Tarefa curta 1:
Com base no artigo sobre política habitacional, responda:
(a) Em que data o artigo foi publicado?
(b) Quem assina o artigo?
(c) Quais candidatos disputaram o segundo turno da eleição para governador de São Paulo?
Tarefa curta 2: Reproduza, por favor, o trecho do artigo sobre política habitacional que vai de "Texto Anterior |" até "adversárias ao vencedor.".
--- Trecho selecionado ---
São Paulo, sábado, 14 de novembro de 1998

Texto Anterior | Próximo Texto | Índice

Política habitacional e arquitetura

ABÍLIO GUERRA

"Construir habitações econômicas é fazer, ao mesmo tempo e necessariamente, urbanismo."

O segundo turno da recente eleição para governador de São Paulo teve como duelistas dois candidatos antípodas. A história política, o trato da coisa pública, a ética (ou falta dela), o comprometimento com a democracia, os valores em geral, enfim, tudo indica uma diferença absoluta entre Covas e Maluf, o que até explica o surpreendente apoio de correntes políticas adversárias ao vencedor.
--- Material ---
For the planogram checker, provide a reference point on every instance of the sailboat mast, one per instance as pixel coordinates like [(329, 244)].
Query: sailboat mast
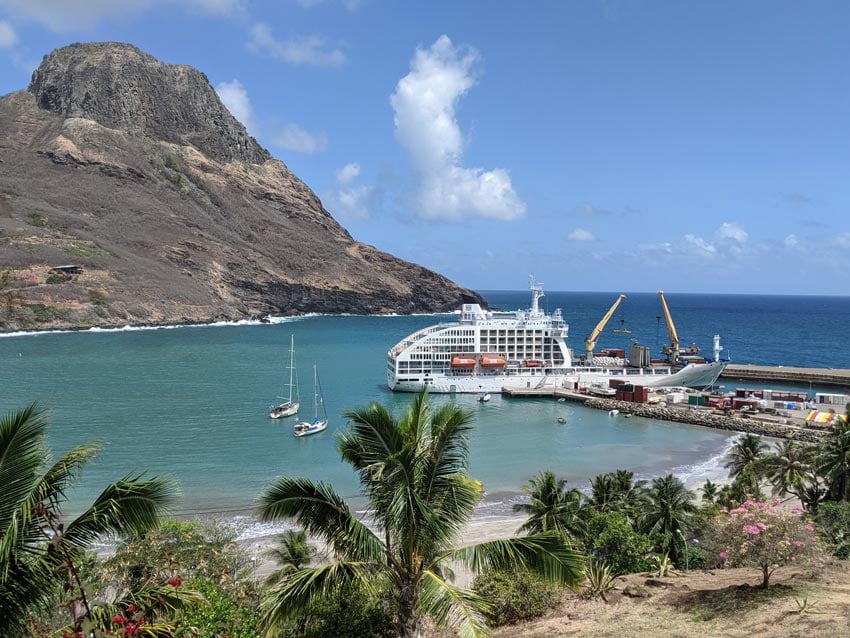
[(291, 363)]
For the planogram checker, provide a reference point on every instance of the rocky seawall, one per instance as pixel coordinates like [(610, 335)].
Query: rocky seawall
[(710, 419)]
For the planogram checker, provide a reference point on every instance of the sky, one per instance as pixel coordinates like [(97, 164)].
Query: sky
[(602, 145)]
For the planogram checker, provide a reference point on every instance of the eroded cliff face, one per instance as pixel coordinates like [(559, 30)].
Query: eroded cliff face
[(135, 171)]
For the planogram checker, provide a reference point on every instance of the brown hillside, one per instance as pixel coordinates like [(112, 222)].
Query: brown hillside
[(135, 171)]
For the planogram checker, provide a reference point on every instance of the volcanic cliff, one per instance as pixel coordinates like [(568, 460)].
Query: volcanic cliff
[(133, 172)]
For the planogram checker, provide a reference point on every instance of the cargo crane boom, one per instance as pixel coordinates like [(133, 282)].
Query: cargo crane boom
---
Resposta escrita 1:
(a) Sábado, 14 de novembro de 1998.
(b) Abílio Guerra.
(c) Covas e Maluf.

Resposta escrita 2:
Texto Anterior | Próximo Texto | Índice

Política habitacional e arquitetura

ABÍLIO GUERRA

"Construir habitações econômicas é fazer, ao mesmo tempo e necessariamente, urbanismo."

O segundo turno da recente eleição para governador de São Paulo teve como duelistas dois candidatos antípodas. A história política, o trato da coisa pública, a ética (ou falta dela), o comprometimento com a democracia, os valores em geral, enfim, tudo indica uma diferença absoluta entre Covas e Maluf, o que até explica o surpreendente apoio de correntes políticas adversárias ao vencedor.